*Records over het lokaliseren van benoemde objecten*
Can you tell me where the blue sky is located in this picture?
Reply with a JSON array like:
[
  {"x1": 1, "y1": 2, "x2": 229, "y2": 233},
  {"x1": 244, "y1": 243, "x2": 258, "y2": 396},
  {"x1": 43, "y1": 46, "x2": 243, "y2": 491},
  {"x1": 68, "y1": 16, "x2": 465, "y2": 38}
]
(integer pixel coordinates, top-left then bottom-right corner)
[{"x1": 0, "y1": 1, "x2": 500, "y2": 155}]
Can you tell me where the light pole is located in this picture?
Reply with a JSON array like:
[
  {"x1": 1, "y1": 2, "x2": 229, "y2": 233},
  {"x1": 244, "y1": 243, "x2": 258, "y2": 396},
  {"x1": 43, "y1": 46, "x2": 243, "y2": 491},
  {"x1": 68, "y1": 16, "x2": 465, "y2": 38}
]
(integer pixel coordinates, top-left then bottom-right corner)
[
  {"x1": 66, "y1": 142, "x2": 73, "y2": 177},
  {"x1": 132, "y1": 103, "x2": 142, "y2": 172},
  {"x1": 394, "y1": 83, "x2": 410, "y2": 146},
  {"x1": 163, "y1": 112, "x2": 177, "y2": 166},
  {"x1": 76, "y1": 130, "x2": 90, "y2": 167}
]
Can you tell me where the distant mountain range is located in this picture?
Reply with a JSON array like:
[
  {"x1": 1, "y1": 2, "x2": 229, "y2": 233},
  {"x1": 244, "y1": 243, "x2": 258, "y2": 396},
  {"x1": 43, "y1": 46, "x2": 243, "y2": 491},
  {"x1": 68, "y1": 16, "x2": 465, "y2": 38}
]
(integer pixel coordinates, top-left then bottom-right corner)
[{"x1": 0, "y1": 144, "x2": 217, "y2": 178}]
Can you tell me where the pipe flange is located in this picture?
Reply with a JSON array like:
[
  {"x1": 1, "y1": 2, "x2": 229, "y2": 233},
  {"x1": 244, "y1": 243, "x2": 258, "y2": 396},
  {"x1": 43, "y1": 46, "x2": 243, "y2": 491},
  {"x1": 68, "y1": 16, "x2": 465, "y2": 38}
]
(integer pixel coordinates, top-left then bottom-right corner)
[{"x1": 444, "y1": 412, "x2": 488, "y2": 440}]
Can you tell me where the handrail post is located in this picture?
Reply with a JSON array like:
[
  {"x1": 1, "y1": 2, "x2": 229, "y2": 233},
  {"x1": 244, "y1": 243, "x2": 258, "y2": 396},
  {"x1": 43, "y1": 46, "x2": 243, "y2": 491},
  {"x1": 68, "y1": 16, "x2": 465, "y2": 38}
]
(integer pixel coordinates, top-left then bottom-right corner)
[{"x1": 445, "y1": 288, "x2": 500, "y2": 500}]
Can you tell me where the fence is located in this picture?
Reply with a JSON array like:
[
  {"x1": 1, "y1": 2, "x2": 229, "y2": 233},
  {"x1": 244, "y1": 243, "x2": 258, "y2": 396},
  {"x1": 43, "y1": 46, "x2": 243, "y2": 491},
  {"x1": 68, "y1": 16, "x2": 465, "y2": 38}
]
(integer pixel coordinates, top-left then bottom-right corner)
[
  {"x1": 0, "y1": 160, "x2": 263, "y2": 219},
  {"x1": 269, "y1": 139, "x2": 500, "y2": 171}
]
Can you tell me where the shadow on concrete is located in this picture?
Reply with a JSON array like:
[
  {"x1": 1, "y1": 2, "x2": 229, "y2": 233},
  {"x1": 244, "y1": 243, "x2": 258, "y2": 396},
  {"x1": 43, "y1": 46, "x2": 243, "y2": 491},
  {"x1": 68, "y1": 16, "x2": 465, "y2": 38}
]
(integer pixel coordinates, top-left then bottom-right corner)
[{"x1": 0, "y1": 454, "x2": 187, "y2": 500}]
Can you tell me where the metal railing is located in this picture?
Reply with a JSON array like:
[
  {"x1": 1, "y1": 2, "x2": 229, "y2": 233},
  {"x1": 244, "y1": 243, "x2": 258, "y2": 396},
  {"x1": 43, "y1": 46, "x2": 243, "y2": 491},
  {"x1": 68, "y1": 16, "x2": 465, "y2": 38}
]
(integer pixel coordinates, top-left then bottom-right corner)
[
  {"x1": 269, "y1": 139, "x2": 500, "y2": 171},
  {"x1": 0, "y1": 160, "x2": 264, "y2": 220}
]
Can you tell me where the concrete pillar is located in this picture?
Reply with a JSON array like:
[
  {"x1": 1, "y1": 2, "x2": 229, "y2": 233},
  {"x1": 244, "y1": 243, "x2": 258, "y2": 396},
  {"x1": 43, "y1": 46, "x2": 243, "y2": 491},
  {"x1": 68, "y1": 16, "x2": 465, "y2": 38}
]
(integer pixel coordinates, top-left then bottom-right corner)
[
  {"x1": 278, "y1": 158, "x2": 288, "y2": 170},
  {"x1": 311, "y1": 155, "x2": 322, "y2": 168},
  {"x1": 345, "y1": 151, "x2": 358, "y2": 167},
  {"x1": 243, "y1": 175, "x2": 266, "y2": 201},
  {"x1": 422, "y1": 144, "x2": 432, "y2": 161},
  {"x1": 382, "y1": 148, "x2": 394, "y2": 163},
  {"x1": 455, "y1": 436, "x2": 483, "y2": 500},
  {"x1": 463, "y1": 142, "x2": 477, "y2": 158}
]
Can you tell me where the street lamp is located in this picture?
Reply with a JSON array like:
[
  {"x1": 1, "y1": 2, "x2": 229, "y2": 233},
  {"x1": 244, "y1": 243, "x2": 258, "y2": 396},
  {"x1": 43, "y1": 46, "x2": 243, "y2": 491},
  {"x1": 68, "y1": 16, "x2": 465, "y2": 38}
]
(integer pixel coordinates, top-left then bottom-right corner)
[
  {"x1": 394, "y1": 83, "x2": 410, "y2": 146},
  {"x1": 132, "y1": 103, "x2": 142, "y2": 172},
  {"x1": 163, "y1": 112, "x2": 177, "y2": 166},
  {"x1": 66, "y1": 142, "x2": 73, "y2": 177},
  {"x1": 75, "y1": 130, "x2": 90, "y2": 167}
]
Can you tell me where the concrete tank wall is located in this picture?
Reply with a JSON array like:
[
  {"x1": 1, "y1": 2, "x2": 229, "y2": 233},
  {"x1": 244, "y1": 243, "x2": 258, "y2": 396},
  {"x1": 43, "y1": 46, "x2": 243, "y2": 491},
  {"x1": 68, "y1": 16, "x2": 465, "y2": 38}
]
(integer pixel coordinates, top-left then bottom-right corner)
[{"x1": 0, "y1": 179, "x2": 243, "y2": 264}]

*TAAKINSTRUCTIES*
Schrijf alle records hierboven letterlijk over, regel voor regel en zonder wijzigingen.

*JUIST ANTWOORD*
Can you tell me where the blue sky is located in this picture?
Reply with a JSON array like:
[
  {"x1": 1, "y1": 2, "x2": 229, "y2": 233},
  {"x1": 244, "y1": 243, "x2": 258, "y2": 396},
  {"x1": 43, "y1": 46, "x2": 243, "y2": 491},
  {"x1": 68, "y1": 16, "x2": 465, "y2": 38}
]
(integer pixel coordinates, top-left then bottom-right corner)
[{"x1": 0, "y1": 1, "x2": 500, "y2": 155}]
Can you tell me where the light pole is located in this picture?
Reply with a JSON array like:
[
  {"x1": 1, "y1": 2, "x2": 229, "y2": 233},
  {"x1": 244, "y1": 243, "x2": 258, "y2": 396},
  {"x1": 43, "y1": 46, "x2": 243, "y2": 491},
  {"x1": 68, "y1": 16, "x2": 465, "y2": 38}
]
(integer pixel coordinates, top-left then bottom-right corner)
[
  {"x1": 66, "y1": 142, "x2": 73, "y2": 177},
  {"x1": 132, "y1": 103, "x2": 142, "y2": 172},
  {"x1": 394, "y1": 83, "x2": 410, "y2": 146},
  {"x1": 163, "y1": 112, "x2": 177, "y2": 166},
  {"x1": 76, "y1": 130, "x2": 90, "y2": 167}
]
Can you tell me where the distant mountain range is located in this picture?
Reply with a JSON array like:
[
  {"x1": 1, "y1": 2, "x2": 229, "y2": 233},
  {"x1": 244, "y1": 243, "x2": 258, "y2": 396},
  {"x1": 43, "y1": 46, "x2": 243, "y2": 491},
  {"x1": 68, "y1": 16, "x2": 465, "y2": 38}
]
(integer pixel coordinates, top-left then bottom-right corner)
[{"x1": 0, "y1": 144, "x2": 217, "y2": 178}]
Can you tell me where the pipe flange is located in this picture?
Reply with a JSON array like:
[
  {"x1": 1, "y1": 2, "x2": 229, "y2": 233},
  {"x1": 244, "y1": 243, "x2": 258, "y2": 396},
  {"x1": 43, "y1": 46, "x2": 243, "y2": 491},
  {"x1": 68, "y1": 16, "x2": 465, "y2": 38}
]
(integer pixel coordinates, top-left then bottom-right corner)
[{"x1": 444, "y1": 412, "x2": 488, "y2": 440}]
Can you tell me where the handrail post is located in this picture?
Reply with a JSON array like:
[
  {"x1": 1, "y1": 2, "x2": 229, "y2": 233},
  {"x1": 244, "y1": 243, "x2": 258, "y2": 396},
  {"x1": 43, "y1": 46, "x2": 243, "y2": 491},
  {"x1": 68, "y1": 16, "x2": 465, "y2": 38}
]
(integer pixel coordinates, top-left then bottom-right corner)
[{"x1": 445, "y1": 288, "x2": 500, "y2": 500}]
Can you tell me where the fence is located in this picture?
Reply with a JSON array like:
[
  {"x1": 1, "y1": 2, "x2": 229, "y2": 233},
  {"x1": 244, "y1": 243, "x2": 258, "y2": 396},
  {"x1": 43, "y1": 46, "x2": 243, "y2": 491},
  {"x1": 68, "y1": 16, "x2": 465, "y2": 38}
]
(integer pixel coordinates, top-left then bottom-right corner)
[
  {"x1": 0, "y1": 160, "x2": 263, "y2": 219},
  {"x1": 269, "y1": 139, "x2": 500, "y2": 171}
]
Can you tell me where the shadow on concrete is located in this picture?
Reply with a JSON array like:
[
  {"x1": 1, "y1": 2, "x2": 229, "y2": 233},
  {"x1": 244, "y1": 243, "x2": 258, "y2": 396},
  {"x1": 43, "y1": 46, "x2": 243, "y2": 491},
  {"x1": 68, "y1": 16, "x2": 465, "y2": 38}
]
(integer pixel coordinates, top-left then bottom-right corner)
[{"x1": 0, "y1": 454, "x2": 187, "y2": 500}]
Can you tell me where the metal railing is located in this picture?
Reply with a JSON array like:
[
  {"x1": 1, "y1": 2, "x2": 229, "y2": 233},
  {"x1": 244, "y1": 243, "x2": 258, "y2": 396},
  {"x1": 43, "y1": 46, "x2": 243, "y2": 491},
  {"x1": 68, "y1": 16, "x2": 465, "y2": 38}
]
(integer pixel coordinates, top-left then bottom-right corner)
[
  {"x1": 269, "y1": 139, "x2": 500, "y2": 171},
  {"x1": 0, "y1": 160, "x2": 264, "y2": 220}
]
Can you tell me where the concrete pillar is located in this picture?
Reply with a JSON array like:
[
  {"x1": 1, "y1": 2, "x2": 229, "y2": 233},
  {"x1": 244, "y1": 243, "x2": 258, "y2": 396},
  {"x1": 43, "y1": 46, "x2": 243, "y2": 491},
  {"x1": 68, "y1": 16, "x2": 465, "y2": 38}
]
(integer pixel coordinates, top-left then bottom-right corner)
[
  {"x1": 278, "y1": 158, "x2": 288, "y2": 170},
  {"x1": 311, "y1": 155, "x2": 322, "y2": 168},
  {"x1": 345, "y1": 151, "x2": 358, "y2": 167},
  {"x1": 243, "y1": 175, "x2": 266, "y2": 201},
  {"x1": 422, "y1": 144, "x2": 432, "y2": 161},
  {"x1": 382, "y1": 148, "x2": 394, "y2": 163},
  {"x1": 455, "y1": 436, "x2": 483, "y2": 500},
  {"x1": 463, "y1": 142, "x2": 477, "y2": 158}
]
Can you tell me where the street lamp is located in this picture?
Reply with a JSON array like:
[
  {"x1": 1, "y1": 2, "x2": 229, "y2": 233},
  {"x1": 244, "y1": 243, "x2": 258, "y2": 396},
  {"x1": 43, "y1": 46, "x2": 243, "y2": 491},
  {"x1": 68, "y1": 16, "x2": 465, "y2": 38}
]
(integer pixel coordinates, top-left then bottom-right corner)
[
  {"x1": 394, "y1": 83, "x2": 410, "y2": 146},
  {"x1": 132, "y1": 103, "x2": 142, "y2": 172},
  {"x1": 163, "y1": 112, "x2": 177, "y2": 166},
  {"x1": 66, "y1": 142, "x2": 73, "y2": 177},
  {"x1": 75, "y1": 130, "x2": 90, "y2": 167}
]
Can you tell me where the concrete tank wall is located in this picture?
Reply with a JSON array like:
[
  {"x1": 1, "y1": 2, "x2": 229, "y2": 233},
  {"x1": 244, "y1": 243, "x2": 258, "y2": 396},
  {"x1": 43, "y1": 46, "x2": 243, "y2": 491},
  {"x1": 68, "y1": 16, "x2": 465, "y2": 38}
]
(integer pixel coordinates, top-left then bottom-right corner)
[{"x1": 0, "y1": 179, "x2": 243, "y2": 264}]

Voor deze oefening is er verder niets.